▸ **抜粋本文**:
蒙古襲来(1)

強大な権力を保持した北条時頼は1263年11月22日に死去。
執権は北条長時、次に北条政村(ほうじょうまさむら)が継承していたが
得宗であった時頼の存命中とは異なり、政治の進展ははかばかしくなかった。
有力御家人や北条一門の各人をまとめあげるだけの指導力がなかったためである。
この多難な時期に大陸から蒙古の噂が日本に伝えられる。
外寇に備えるため、再び強力な指導者を必要とした鎌倉幕府は
若き宰相、北条時宗(ほうじょうときむね)を執権に据えた。
時宗は時頼の嫡子、もちろん得宗の地位にある人物である。
重責を背負った時宗の戦いが今、幕を明ける。


執権・北条時宗 〜 時頼の嫡子、幕政を担う
1251年5月15日に生まれた北条時宗は、強大な権力を誇った時頼の次男である。
時頼には1248年に生まれた長男の時輔(ときすけ)がいたが、庶子であったため
次男の時宗が嫡子とされ、幼い頃から得宗としての英才教育を受けていた。
時頼の出家と死去においてはまだ若年であったため、執権は一族の長時や
政村が襲職したが、得宗としての地位は時輔を差し置いて時宗が継承する。
とはいえ、長男である時輔を推す声も多く、時宗の立場は微妙なものでもあった。
特に反北条氏の立場にある氏族や将軍・宗尊親王は時輔を後援。
時頼の遺命した得宗の地位など認めず、北条一門が時輔と時宗の派閥に分裂し争えば
強大な北条氏の権勢に亀裂を入れることが出来ると目論んだのである。
このような情勢を鑑み、時宗は時輔を六波羅探題南方へ左遷し政治の舞台から遠ざける。
1266年7月には6代将軍・宗尊親王を廃し京都に送還、7代将軍に
惟康親王(これやすしんのう)を据えた。北条氏を衝け狙い暗躍する宗尊親王は
もはや飾り物どころか邪魔者でしかなく、煩い将軍を追放し幼少の惟康王を新将軍に据えたのだ。
若い時宗は、この時点で既に父・時頼譲りの政治力を発揮し始めたのである。
こうした状況の中、1268年1月に蒙古(モンゴル)の国書が大宰府に到着。
大宰府の長官であった武藤資能(むとうすけよし)は直ちにこの国書を鎌倉へ送った。
当時、モンゴル帝国の脅威に晒されていた南宋や、服属を余儀なくされた高麗から
様々な情報が日本にもたらされており、蒙古の恐怖は瞬く間に日本全土を駆け巡った。
国書には「日本との通交を望む」と記されていたが、
蒙古の示す「通交」とは単なる修好ではなく、服従と支配を命令する意味を含んでいた。

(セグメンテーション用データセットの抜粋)
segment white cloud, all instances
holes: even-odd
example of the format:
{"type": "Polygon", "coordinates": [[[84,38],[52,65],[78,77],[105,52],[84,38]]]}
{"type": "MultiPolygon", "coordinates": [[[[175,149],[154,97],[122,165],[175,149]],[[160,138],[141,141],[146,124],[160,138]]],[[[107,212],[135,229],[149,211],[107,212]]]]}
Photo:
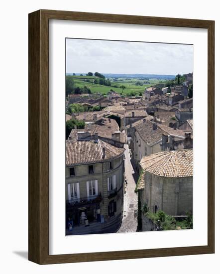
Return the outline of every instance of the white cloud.
{"type": "Polygon", "coordinates": [[[193,71],[192,45],[67,39],[67,72],[176,75],[193,71]]]}

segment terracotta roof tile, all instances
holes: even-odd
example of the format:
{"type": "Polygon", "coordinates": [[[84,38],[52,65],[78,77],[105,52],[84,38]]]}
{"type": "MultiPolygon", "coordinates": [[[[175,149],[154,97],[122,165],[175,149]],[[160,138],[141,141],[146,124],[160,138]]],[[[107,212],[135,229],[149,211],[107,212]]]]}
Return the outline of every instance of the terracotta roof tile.
{"type": "Polygon", "coordinates": [[[162,177],[193,176],[193,149],[165,151],[143,157],[140,165],[145,171],[162,177]]]}
{"type": "Polygon", "coordinates": [[[66,165],[95,163],[112,160],[122,155],[124,148],[116,147],[99,139],[88,141],[66,141],[66,165]],[[106,149],[106,156],[103,158],[103,148],[106,149]]]}

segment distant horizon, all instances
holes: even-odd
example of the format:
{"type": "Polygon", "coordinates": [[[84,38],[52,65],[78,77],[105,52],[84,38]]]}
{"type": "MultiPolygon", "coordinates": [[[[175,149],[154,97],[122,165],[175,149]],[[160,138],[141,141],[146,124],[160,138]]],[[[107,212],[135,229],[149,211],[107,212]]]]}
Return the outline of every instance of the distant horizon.
{"type": "Polygon", "coordinates": [[[68,73],[177,75],[193,71],[193,45],[77,38],[66,42],[68,73]]]}

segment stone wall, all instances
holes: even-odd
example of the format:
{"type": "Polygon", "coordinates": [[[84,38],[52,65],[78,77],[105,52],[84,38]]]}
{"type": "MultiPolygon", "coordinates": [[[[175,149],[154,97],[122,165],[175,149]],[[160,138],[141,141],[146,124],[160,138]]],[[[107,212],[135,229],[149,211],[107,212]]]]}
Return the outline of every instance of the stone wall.
{"type": "Polygon", "coordinates": [[[160,177],[146,172],[144,191],[149,209],[170,215],[186,215],[193,210],[193,177],[160,177]]]}

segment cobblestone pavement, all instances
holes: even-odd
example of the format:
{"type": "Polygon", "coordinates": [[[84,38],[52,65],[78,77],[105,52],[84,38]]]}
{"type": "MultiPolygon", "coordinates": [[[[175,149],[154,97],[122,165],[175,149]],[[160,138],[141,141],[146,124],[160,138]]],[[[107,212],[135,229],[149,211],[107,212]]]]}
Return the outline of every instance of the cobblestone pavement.
{"type": "Polygon", "coordinates": [[[130,160],[128,145],[124,145],[125,175],[127,185],[124,194],[123,219],[117,232],[135,232],[137,226],[137,194],[134,192],[136,184],[134,178],[135,172],[130,160]]]}

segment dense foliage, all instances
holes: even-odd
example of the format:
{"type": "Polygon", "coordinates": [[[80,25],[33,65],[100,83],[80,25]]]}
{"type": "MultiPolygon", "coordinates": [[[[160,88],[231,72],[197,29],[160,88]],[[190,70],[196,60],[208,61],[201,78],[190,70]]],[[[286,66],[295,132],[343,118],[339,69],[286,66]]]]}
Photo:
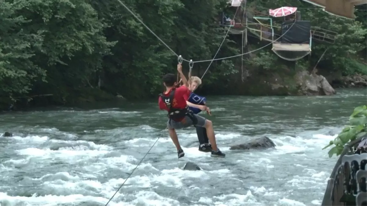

▸ **課題の指示**: 蒙古襲来についての文章を、最後の文の後から続けて書いてください。 リストは別の出典から取られたものです。

▸ **記述解答**:
さらに国書は「通交が為されないならば兵力を用いる」という一文で締められていたため、
鎌倉幕府はにわかに騒然とした。この国書に従う事は、
蒙古の兵力に恐れを為したという事になるからだ。これでは武士の面目が立たない。
恐慌に陥る民衆、混乱する御家人…蒙古の恐怖は日本全国に吹き荒れた。
この事態を収拾すべく、満を持して同年3月に時宗が執権に就任する。
こうして、蒙古の外圧と幕府内の権力維持に対応する時宗の施政が開始される。

蒙古国書黙殺 〜 二月騒動
高圧的で脅迫を意味した蒙古の国書に従うことはできなかった。
降伏勧告とも受け取れる内容を受け入れる事は、鎌倉幕府御家人の面目を潰し
「戦わずして異国に敗れる」という意味であったためだ。時宗は蒙古の国書を黙殺。
武家政権の幕府が国書を無視したため、朝廷も同様の立場を取った。
軍事力を持たない朝廷が蒙古に対応する術などなかったからである。
しかし、日本全国が一丸となって蒙古に対抗するにはまだまだ不安定な政情であった。
上記の通り、親王将軍をはじめとする反北条勢力が暗躍していたのだ。
蒙古の襲来に対応するには、幕府の統制力を強化し
執権である時宗の命令に抗う者がいてはならない。こうして起きた事件が二月騒動である。
1272年2月、北条得宗家に反抗的な庶流・名越北条氏の
北条時章(ほうじょうときあきら)教時(のりとき)兄弟を抹殺、
同時に兄の時輔も六波羅探題北方の北条義宗(ほうじょうよしむね)に命じて暗殺した。
時輔の存在は時宗に反対する勢力の求心力となるからである。時輔、享年25歳。
この間にも蒙古からの使節は度々日本へ訪れ、通交を要求していた。
しかし、幕府はいずれも返答をせず黙殺、日本と蒙古の交戦は決定的になっていく。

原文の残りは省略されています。